>> START

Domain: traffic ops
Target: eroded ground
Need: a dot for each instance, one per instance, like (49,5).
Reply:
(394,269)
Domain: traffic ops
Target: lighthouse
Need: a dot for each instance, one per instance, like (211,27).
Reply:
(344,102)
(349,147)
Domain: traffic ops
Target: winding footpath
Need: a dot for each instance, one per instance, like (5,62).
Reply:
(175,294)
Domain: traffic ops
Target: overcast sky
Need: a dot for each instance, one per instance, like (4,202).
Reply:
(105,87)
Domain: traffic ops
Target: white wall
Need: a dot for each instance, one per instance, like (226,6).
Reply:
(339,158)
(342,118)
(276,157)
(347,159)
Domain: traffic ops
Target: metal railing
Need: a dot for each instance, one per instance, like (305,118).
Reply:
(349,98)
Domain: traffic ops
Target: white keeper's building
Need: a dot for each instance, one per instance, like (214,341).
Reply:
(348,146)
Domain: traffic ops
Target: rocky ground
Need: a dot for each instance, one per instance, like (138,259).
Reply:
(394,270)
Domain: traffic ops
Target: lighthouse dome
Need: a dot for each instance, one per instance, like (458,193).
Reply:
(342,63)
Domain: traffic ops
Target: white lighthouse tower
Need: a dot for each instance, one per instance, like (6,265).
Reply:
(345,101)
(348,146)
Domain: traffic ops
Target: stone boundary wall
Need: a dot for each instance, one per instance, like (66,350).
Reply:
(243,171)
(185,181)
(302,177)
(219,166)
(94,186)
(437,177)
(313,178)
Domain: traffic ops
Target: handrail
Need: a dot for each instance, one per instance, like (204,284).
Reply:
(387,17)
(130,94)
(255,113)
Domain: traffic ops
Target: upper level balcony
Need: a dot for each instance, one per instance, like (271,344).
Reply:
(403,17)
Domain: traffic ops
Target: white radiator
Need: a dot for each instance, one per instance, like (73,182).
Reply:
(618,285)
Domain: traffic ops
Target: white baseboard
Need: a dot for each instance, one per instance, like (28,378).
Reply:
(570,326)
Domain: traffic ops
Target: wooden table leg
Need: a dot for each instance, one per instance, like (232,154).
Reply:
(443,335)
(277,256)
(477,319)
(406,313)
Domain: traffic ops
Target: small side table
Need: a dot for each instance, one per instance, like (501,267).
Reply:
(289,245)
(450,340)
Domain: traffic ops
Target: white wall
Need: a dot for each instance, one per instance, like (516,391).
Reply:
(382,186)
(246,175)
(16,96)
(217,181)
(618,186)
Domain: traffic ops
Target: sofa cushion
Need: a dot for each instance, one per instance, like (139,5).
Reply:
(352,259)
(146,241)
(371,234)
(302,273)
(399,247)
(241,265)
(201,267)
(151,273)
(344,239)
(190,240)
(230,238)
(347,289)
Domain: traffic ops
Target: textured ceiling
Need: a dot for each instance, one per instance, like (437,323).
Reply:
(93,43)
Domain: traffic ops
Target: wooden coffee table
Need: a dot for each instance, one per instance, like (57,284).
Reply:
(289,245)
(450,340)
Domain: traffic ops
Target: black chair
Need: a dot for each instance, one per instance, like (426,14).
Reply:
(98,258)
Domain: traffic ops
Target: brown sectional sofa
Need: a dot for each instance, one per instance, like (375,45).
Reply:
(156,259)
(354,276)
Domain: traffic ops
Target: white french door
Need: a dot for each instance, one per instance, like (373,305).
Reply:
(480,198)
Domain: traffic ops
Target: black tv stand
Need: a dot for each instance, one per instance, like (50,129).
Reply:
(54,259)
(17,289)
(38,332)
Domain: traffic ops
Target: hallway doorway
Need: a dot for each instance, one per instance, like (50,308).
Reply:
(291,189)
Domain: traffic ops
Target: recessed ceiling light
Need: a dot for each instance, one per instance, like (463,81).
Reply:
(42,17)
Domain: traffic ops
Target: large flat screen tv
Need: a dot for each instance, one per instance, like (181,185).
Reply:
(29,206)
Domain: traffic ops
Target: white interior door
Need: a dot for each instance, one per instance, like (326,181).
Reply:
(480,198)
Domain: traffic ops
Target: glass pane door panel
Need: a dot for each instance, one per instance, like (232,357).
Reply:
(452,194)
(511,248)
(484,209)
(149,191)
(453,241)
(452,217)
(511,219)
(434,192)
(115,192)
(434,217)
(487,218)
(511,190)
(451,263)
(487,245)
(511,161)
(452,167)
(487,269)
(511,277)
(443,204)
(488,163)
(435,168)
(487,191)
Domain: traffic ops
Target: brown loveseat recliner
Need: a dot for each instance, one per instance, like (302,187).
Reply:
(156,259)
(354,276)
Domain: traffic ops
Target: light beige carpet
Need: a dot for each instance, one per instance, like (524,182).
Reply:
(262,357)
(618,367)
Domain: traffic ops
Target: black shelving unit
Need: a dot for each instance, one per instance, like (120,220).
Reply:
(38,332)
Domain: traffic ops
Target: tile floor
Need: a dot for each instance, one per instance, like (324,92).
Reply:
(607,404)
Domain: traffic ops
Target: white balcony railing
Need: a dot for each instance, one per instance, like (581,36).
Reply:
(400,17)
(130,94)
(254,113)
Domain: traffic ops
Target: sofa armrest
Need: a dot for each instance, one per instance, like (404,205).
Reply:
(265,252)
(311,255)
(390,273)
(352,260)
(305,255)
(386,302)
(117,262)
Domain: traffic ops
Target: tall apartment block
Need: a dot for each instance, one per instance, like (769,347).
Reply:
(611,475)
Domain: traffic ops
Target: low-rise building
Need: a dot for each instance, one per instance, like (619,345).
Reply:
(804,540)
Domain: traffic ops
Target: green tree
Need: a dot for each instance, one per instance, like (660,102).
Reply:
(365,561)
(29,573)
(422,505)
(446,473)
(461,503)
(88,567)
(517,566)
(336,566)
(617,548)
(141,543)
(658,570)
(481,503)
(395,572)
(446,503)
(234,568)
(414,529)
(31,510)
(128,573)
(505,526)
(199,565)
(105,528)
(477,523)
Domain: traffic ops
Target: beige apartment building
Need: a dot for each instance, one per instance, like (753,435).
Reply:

>> END

- [Task brief] Please repeat the material above, word for word and in full.

- [Task output]
Domain: traffic ops
Target: eroded ground
Need: a dot for each instance, one per instance, like (49,5).
Reply:
(394,269)
Domain: traffic ops
Target: lighthouse
Need: a dot for each instance, one per instance, like (211,27).
Reply:
(344,102)
(349,147)
Domain: traffic ops
Target: winding footpath
Need: a dot for each instance, one per instance, like (5,62).
Reply:
(175,294)
Domain: traffic ops
Target: overcast sky
Need: a dot for each instance, one per instance, like (4,202).
Reply:
(105,87)
Domain: traffic ops
Target: white wall
Need: a dot for each instance, one per instance, like (226,6).
Reply:
(339,158)
(342,118)
(276,157)
(347,159)
Domain: traffic ops
Target: metal railing
Need: a dot for each instance, one per instance, like (305,118).
Reply:
(349,98)
Domain: traffic ops
Target: white keeper's building
Need: a dot for each instance, one per instance, like (214,341).
Reply:
(348,146)
Domain: traffic ops
Target: rocky ground
Need: a dot for each instance, one per instance, like (138,259).
Reply:
(394,270)
Domain: traffic ops
Target: lighthouse dome
Need: a dot for each instance, one per instance, like (458,193).
Reply:
(342,63)
Domain: traffic ops
Target: white lighthouse tower
Need: a dot for each instance, one per instance, like (6,265).
Reply:
(345,101)
(348,146)
Domain: traffic ops
Target: stone boundary wall
Need: a dot for each instance, one per instance, like (66,350).
Reply:
(243,171)
(185,181)
(302,177)
(219,166)
(94,186)
(437,177)
(313,178)
Domain: traffic ops
Target: handrail
Need: a dot for each instance, one per instance, like (204,284).
Reply:
(387,17)
(130,94)
(255,113)
Domain: traffic ops
Target: upper level balcony
Need: a dot for each instance, one per instance, like (271,344).
Reply:
(403,17)
Domain: traffic ops
Target: white radiator
Need: a dot for each instance, one per instance, like (73,182).
Reply:
(618,285)
Domain: traffic ops
Target: white baseboard
Need: a dot for each instance, one per instance, like (28,378).
Reply:
(570,326)
Domain: traffic ops
Target: wooden table leg
Need: a dot for each instance, one per instance, like (232,154).
Reply:
(443,335)
(277,256)
(477,319)
(406,313)
Domain: traffic ops
Target: small side table
Need: a dot for each instance, one per instance, like (501,267).
Reply:
(289,245)
(450,340)
Domain: traffic ops
Target: white wall
Need: a dot for each instance, one per instance, like (516,391).
Reply:
(382,186)
(246,175)
(16,96)
(217,181)
(618,186)
Domain: traffic ops
Target: sofa cushion
Need: a dot for each instance, one per instance, like (139,5).
Reply:
(352,259)
(146,241)
(371,234)
(302,273)
(399,247)
(241,265)
(201,267)
(151,273)
(344,239)
(190,240)
(230,238)
(347,289)
Domain: traffic ops
Target: textured ceiling
Need: a dot for each instance, one per instance, like (437,323).
Reply:
(93,43)
Domain: traffic ops
Target: wooden coffee table
Need: a dot for each instance, one per instance, like (57,284).
Reply:
(289,245)
(450,340)
Domain: traffic ops
Target: black chair
Need: a dot for each instance, one per instance, like (426,14).
Reply:
(98,258)
Domain: traffic ops
Target: brown sectional sofa
Need: a dot for each instance, one per instance, like (375,45).
Reply:
(156,259)
(354,276)
Domain: traffic ops
Target: white french door
Need: a dot for each instance, one per instance, like (373,305).
Reply:
(480,198)
Domain: traffic ops
Target: black tv stand
Need: a dot for each instance, one per instance, like (50,129).
Reply:
(54,259)
(17,289)
(38,332)
Domain: traffic ops
Target: hallway doorway
Need: a dot for each instance, one per instance, like (50,308).
Reply:
(291,189)
Domain: traffic ops
Target: recessed ceiling light
Need: a dot for each instance, one per instance, like (463,81).
Reply:
(42,17)
Domain: traffic ops
Target: large flat screen tv
Need: a dot for each instance, one per instance, like (181,185).
Reply:
(29,206)
Domain: traffic ops
Target: white interior door
Need: a dot for each instance, one per instance, like (326,181).
Reply:
(480,198)
Domain: traffic ops
Target: glass pane door panel
Need: a dot for each instance, one per instance, like (232,357).
Reply:
(452,194)
(511,248)
(484,209)
(149,191)
(453,241)
(452,217)
(511,219)
(434,192)
(115,192)
(434,217)
(487,218)
(511,190)
(451,263)
(487,245)
(511,161)
(452,167)
(487,269)
(511,277)
(443,204)
(488,163)
(435,168)
(487,191)
Domain: traffic ops
Target: brown loveseat recliner
Need: a dot for each instance, one per instance, like (302,187).
Reply:
(156,259)
(354,276)
Domain: traffic ops
Target: light beige carpet
Need: a dot for each instance, one per instance, like (524,182).
Reply:
(262,357)
(618,367)
Domain: traffic ops
Target: black shelving unit
Need: a dot for each instance, one per instance, like (120,220).
Reply:
(38,332)
Domain: traffic ops
Target: tile floor
Need: a dot for each instance, one per instance, like (324,92).
Reply:
(607,404)
Domain: traffic ops
Target: white balcony railing
Need: a dot for each instance, one per instance, like (581,36).
Reply:
(400,17)
(130,94)
(254,113)
Domain: traffic ops
Target: sofa armrest
Need: a dot for each instance, one per instance, like (404,205).
Reply:
(265,252)
(311,255)
(390,273)
(352,260)
(305,255)
(386,302)
(117,262)
Domain: traffic ops
Target: tall apartment block
Need: a dot for each instance, one per instance, like (769,347).
Reply:
(611,475)
Domain: traffic ops
Target: low-rise building
Need: a dot for each instance, one per instance, like (619,345).
Reply:
(804,540)
Domain: traffic ops
Target: green tree
Need: a dot for each instance, one per instance, like (660,102).
Reply:
(365,561)
(29,573)
(422,505)
(446,473)
(461,503)
(88,567)
(517,566)
(336,566)
(617,548)
(141,543)
(658,570)
(481,503)
(395,572)
(446,503)
(234,568)
(414,529)
(31,510)
(128,573)
(505,526)
(199,565)
(105,528)
(477,523)
Domain: traffic ops
Target: beige apartment building
Need: a dot for each instance, one per instance, like (753,435).
Reply:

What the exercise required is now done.